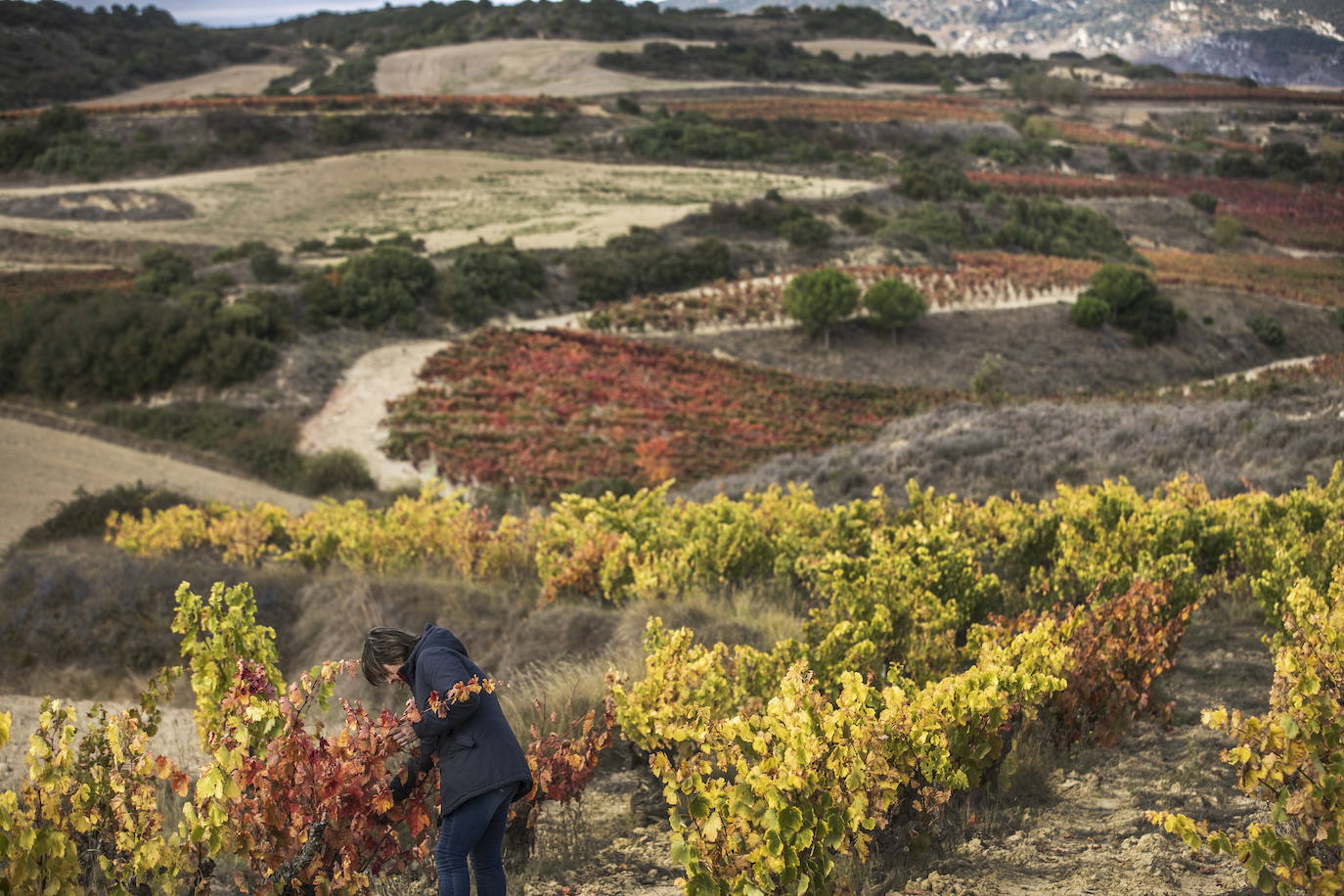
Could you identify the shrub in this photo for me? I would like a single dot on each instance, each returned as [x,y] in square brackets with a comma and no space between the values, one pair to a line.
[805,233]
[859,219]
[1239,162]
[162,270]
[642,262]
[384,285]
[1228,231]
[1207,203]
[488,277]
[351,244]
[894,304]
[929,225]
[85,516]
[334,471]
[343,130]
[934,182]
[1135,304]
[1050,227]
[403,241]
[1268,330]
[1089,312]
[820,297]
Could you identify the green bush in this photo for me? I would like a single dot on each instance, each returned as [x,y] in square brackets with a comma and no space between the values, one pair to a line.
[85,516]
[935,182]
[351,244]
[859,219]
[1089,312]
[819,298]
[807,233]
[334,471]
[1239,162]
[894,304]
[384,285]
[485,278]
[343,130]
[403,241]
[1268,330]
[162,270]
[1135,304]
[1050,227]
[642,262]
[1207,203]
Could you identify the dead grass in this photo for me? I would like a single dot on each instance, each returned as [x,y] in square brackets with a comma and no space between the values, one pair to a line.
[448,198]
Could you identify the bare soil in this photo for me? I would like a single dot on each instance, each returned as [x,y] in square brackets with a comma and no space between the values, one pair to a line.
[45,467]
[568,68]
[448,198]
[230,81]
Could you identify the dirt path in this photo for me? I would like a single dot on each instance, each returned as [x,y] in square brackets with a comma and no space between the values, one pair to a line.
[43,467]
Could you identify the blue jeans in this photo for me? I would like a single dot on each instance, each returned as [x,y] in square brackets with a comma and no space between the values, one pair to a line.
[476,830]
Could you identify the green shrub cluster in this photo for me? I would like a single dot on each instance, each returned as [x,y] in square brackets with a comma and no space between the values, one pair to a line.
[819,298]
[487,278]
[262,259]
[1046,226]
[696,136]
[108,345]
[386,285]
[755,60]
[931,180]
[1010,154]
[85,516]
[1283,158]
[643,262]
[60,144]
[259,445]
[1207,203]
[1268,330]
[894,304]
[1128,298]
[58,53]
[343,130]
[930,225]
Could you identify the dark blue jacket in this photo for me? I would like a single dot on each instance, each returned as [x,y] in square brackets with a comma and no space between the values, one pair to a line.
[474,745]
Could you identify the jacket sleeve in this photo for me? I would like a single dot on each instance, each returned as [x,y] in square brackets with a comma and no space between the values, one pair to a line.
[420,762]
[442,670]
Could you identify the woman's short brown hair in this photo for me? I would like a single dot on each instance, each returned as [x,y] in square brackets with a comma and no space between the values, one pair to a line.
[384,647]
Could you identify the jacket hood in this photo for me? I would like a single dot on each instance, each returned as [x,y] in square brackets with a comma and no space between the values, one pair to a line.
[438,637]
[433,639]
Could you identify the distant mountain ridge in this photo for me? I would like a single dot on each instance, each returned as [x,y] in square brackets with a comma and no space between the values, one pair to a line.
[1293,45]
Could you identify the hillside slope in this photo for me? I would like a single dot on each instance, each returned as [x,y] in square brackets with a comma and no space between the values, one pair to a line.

····················

= DIRECTION =
Return each item above word for word, leaving out the picture.

= FINISHED ANSWER =
Could you identify the shrub in this photo for me? I would like a single dot on each instance, each returned as [x,y] in square brackets with a comma and no space between the values, one pair to a line.
[805,233]
[859,219]
[1239,162]
[162,270]
[642,262]
[384,285]
[1228,231]
[1207,203]
[488,277]
[351,244]
[894,304]
[929,225]
[85,516]
[334,471]
[343,130]
[934,182]
[1135,304]
[1050,227]
[403,241]
[1268,330]
[1089,312]
[820,297]
Could you identify the green bush in this photo for me? I would like a single dot on each instance, each returned as [x,y] in square brackets with a comma and no space between the values, one pair to a line.
[85,516]
[935,182]
[351,244]
[859,219]
[1089,312]
[819,298]
[807,233]
[334,471]
[1239,162]
[894,304]
[384,285]
[485,278]
[343,130]
[403,241]
[1268,330]
[162,270]
[1135,304]
[1050,227]
[642,262]
[1207,203]
Could you identify the dead grass in this photo for me? I would like a single dot on each instance, each returned as [x,y] in square brackets with a comma and no space between the values, one pair to a line.
[448,198]
Could you identify the bare soil in this photo for me? I would like a single dot on each instance, each returned as [x,y] in square brackets with a comma and no space between the values, one pair to a line.
[45,467]
[568,68]
[448,198]
[230,81]
Could you identify the dirt path in this photo for me? I would like a single dot on each instance, each returned as [x,y] in square brackets with a comma and no space between the values, one pair to a line.
[43,467]
Could you identify the blue jeans in this photo for me? I would like a single dot on each instance, each returned as [x,y] in square brackets with a comma and no space between the values, one pair to a line.
[476,830]
Could you identify the green shrub cluster in this photo for me? I would like a single dot on each instance, each returned as [x,y] in square brackets with a comma and no space between the values, one pair to a line.
[819,298]
[487,278]
[262,259]
[1046,226]
[696,136]
[108,345]
[386,285]
[755,60]
[931,180]
[1010,154]
[85,516]
[1283,158]
[643,262]
[60,144]
[259,445]
[1207,203]
[1268,330]
[894,304]
[1128,298]
[58,53]
[343,130]
[930,225]
Could you identify the dark blue jacket in this photo for me? I would like a single dot on each instance, each returned as [x,y] in square brackets with a comma and no space between the values, one pair to a line.
[474,745]
Could you identify the jacket sleeve in this photo for me? I would like a single dot on each instance, each returned as [x,y] in square brackets with a comma and no space between the values, one pair to a line.
[420,762]
[442,670]
Could you identify the woman's short brown hair in this photo for me? I would like a single dot on each instance, each returned as [x,y] in square brackets with a comma and no space between the values, one pair to a line.
[384,647]
Could you identify the jacket hood in this photo for me? I would like a single dot on each instance, each returned as [x,y] in square brackets with a comma and no space between the values, one pair to a line.
[438,637]
[433,639]
Could you identify the distant mountain ridge in this photo for me? I would like a single dot on each instance, each returned as [x,y] in square brackets with a comma and no space between the values, one pair to a line.
[1293,45]
Could you identify the hillside slope in this photo for me? I would like a single dot on each instance, each returned as [x,y] in square brackets with a comma and no space between the values, one pair to a line.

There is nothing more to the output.